The input →
......

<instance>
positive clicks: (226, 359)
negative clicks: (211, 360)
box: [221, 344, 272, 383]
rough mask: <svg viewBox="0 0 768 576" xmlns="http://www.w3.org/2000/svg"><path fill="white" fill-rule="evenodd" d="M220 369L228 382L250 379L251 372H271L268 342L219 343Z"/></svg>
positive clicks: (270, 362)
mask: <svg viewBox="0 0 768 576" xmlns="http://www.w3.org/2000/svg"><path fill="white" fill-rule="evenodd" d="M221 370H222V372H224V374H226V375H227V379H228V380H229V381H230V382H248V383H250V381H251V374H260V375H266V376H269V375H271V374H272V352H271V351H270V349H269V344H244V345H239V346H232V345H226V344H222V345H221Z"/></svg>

......

Task statement →
Copy out each line of the data above, exactly, if it lies between the line holding "negative clicks: (211, 360)" and the line holding "rough mask: <svg", inclusive; copy no other line.

Result for this task →
negative clicks: (211, 360)
box: [221, 344, 272, 383]
rough mask: <svg viewBox="0 0 768 576" xmlns="http://www.w3.org/2000/svg"><path fill="white" fill-rule="evenodd" d="M220 369L228 382L250 379L251 372H271L268 342L219 343Z"/></svg>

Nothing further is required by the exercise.